PAGE TEXT:
ענין לאו זה שנמנענו שלא ניחד מחשבותינו לחשוב בדעות שהם היפך הדעת שהתורה בנויה עליו לפי שאפשר לבוא מתוך כך למינות

The nature of this prohibition is that we are prevented from directing our thoughts to think about ideas that are contrary to the ideas that the Torah is built upon, because it is possible to come from this to heresy.

This seems to be saying that there is a prohibition of thinking about things that might lead to heresy, because they might lead to heresy. I.e. this mitzvah is designed to prevent one from reaching heresy. This implies that the intermediate step – thoughts about ideas contrary to the ideas the Torah is built upon – is not actual heresy. I.e. thinking things contrary to the Torah foundations may lead to heresy but is not itself heresy.

In the second Beiur Halacha (ד"ה הוא) R. Yisrael Meir Kagan quotes the Sefer Hachinuch about Six Constant Mitzvos, of which mitzvah # 387 is the sixth. In his quote for this mitzvah he writes:

ובכלל אפיקורסות הוא כל מחשבות זרות שהם היפך דעת התורה

And included in heresy are any foreign thoughts that are contrary to the view of the Torah.

This does not seem to be an accurate quote/paraphrase of the Sefer Hachinuch on two counts.

  1. The Beiur Halacha claims that these thoughts are themselves heretical, while the Sefer Hachinuch only says that they lead to heresy.
  2. The Beiur Halacha seems to include anything that goes against any Torah idea, whereas the Sefer Hachinuch only mentions things that go against the Torah's foundational ideas.

Did R. Yisrael Meir Kagan believe that the Sefer Hachinuch is in consonance with what he wrote? If yes, what is the explanation? If not, why does he claim that he is quoting/paraphrasing the Sefer Hachinuch when he is in fact expanding on the ideas mentioned in the Sefer Hachinuch?

As b a pointed out, the Chayei Adam (1:5) contains a similar formulation:

ובכלל מינות הוא כל מחשבות זרות שהם היפך דעת התורה

It is thus possible that the Beiur Halacha's interpretation was influenced by the Chayei Adam, or he remembered the Chayei Adam's formulation instead of the Sefer Hachinuch's formulation, or he was actually quoting the Chayei Adam (he does say to look at the Chayei Adam who speaks at length about this "ועיין בח"א כלל א' שהאריך ג"כ בהם"). This third option is perhaps less likely because he says at the end of the paragraph that he took everything from the Sefer Hachinuch "כ"ז לקטתי מלשונו הנחמד בקצרה", and, moreover, in Shemiras Halashon (2:2) R. Yisrael Meir Kagan discusses this idea again, and he explicitly attributes this very line to the Sefer Hachinuch:

וכתב החינוך שבכלל מינות הוא כל מחשבות שהם היפך דעת התורה

Regardless, the question still stands – where did either the Beiur Halacha/Shemiras Halashon or the Chayei Adam derive this expansion from?

RECORDS PROVIDED:
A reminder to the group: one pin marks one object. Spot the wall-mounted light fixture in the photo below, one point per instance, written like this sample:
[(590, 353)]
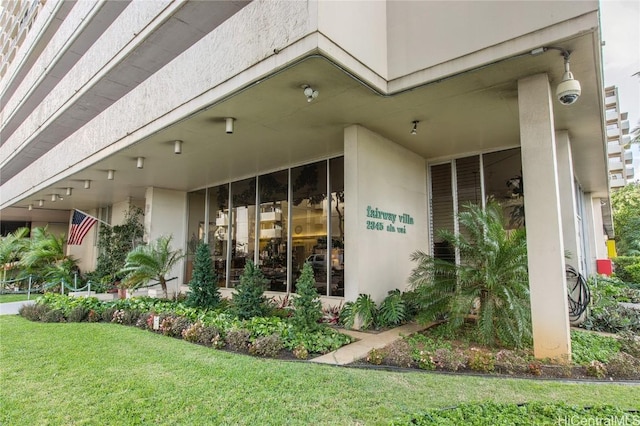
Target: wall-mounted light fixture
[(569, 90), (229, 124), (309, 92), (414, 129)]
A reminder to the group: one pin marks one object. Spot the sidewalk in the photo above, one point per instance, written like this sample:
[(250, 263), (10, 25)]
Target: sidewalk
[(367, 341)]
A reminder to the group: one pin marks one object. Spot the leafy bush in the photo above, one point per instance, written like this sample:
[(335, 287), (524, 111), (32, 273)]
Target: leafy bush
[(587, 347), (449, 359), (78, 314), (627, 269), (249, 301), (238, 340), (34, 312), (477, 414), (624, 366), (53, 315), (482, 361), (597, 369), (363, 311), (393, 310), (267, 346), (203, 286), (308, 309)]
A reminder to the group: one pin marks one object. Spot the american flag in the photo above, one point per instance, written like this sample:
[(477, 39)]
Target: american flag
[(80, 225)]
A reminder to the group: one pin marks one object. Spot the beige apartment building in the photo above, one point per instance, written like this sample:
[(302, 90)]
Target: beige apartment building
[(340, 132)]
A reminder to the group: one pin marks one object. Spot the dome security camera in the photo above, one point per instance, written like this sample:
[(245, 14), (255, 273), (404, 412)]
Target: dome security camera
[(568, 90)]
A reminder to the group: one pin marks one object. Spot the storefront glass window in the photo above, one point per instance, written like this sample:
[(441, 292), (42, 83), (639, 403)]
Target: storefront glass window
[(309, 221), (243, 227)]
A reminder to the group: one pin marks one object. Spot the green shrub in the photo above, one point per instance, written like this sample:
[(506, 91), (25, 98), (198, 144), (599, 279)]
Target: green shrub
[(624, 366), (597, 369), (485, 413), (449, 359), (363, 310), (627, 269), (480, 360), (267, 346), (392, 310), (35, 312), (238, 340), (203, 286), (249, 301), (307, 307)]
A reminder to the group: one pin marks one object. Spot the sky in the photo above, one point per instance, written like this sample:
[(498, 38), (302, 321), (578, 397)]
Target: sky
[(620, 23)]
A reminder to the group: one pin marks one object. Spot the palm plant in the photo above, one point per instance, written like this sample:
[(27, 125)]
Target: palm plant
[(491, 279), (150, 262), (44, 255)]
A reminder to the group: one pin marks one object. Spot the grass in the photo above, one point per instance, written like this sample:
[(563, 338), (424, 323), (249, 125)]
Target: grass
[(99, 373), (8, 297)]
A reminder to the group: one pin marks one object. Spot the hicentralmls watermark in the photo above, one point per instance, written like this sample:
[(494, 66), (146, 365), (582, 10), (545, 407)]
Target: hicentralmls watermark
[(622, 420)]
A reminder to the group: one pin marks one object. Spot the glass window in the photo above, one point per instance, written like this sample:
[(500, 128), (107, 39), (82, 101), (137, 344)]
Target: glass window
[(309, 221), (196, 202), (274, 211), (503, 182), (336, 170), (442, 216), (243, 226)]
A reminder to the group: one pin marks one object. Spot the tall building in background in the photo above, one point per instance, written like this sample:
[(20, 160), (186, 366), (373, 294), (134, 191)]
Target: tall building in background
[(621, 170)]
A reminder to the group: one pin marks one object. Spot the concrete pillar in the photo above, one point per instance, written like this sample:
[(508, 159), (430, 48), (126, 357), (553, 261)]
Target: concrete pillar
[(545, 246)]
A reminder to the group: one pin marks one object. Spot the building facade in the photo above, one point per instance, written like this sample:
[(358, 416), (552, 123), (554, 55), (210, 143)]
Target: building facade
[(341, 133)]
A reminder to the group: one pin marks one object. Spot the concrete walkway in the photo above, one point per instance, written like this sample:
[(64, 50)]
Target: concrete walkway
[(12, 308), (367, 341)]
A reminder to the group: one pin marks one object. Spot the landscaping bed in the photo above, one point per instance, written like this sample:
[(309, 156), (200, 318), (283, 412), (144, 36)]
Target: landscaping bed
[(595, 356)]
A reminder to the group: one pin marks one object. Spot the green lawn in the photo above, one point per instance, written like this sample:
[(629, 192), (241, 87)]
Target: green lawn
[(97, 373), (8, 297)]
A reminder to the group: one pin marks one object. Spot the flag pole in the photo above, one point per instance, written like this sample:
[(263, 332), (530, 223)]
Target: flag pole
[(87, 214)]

TASKS AND EXERCISES:
1 – Lay out the rows as a numbered list, starting at the line containing "Spot the landscaping" and ending at the last of the rows above, with blank lines omitted.
2 – Proceed with the discussion of how the Sefer Hachinuch's prohibition on heretical thoughts was quoted, continuing from its final sentence.

OUTPUTS FOR THE TASKS:
1 –
1. A reminder to the group: one pin marks one object. Spot the landscaping bed in the photo above, one point per instance, written like this sample:
2. [(309, 156), (200, 318), (283, 412), (144, 36)]
3. Target: landscaping bed
4. [(595, 356)]
5. A reminder to the group: one pin marks one object. Spot the green lawn in the photo above, one point per instance, written like this sample:
6. [(629, 192), (241, 87)]
7. Target: green lawn
8. [(97, 373), (8, 297)]
9. A reminder to the group: one pin marks one object. Spot the flag pole in the photo above, one point per instance, written like this sample:
10. [(263, 332), (530, 223)]
11. Target: flag pole
12. [(87, 214)]

2 –
Interestingly, in the Aruch Hashulchan that contains footnotes with the rulings of the Mishnah Berurah that diverge with those of the Aruch Hashulchan, this Beiur Halacha is cited as follows:

ובבה"ל (ד"ה הוא) כתב דבכלל מינות ואפיקורסות הוא כל מחשבות זרות שהם היפך דעת תורה

I don't know if this was deliberate or not but as you can see they left out the "ה" in התורה so that now it reads דעת תורה (instead of דעת התורה as it was in the Beiur Halacha), which in contemporary times can have an entirely different connotation. (I.e it can be read as saying that anything that goes against Da'as Torah is heretical.) This would be an even greater expansion of the Sefer Hachinuch.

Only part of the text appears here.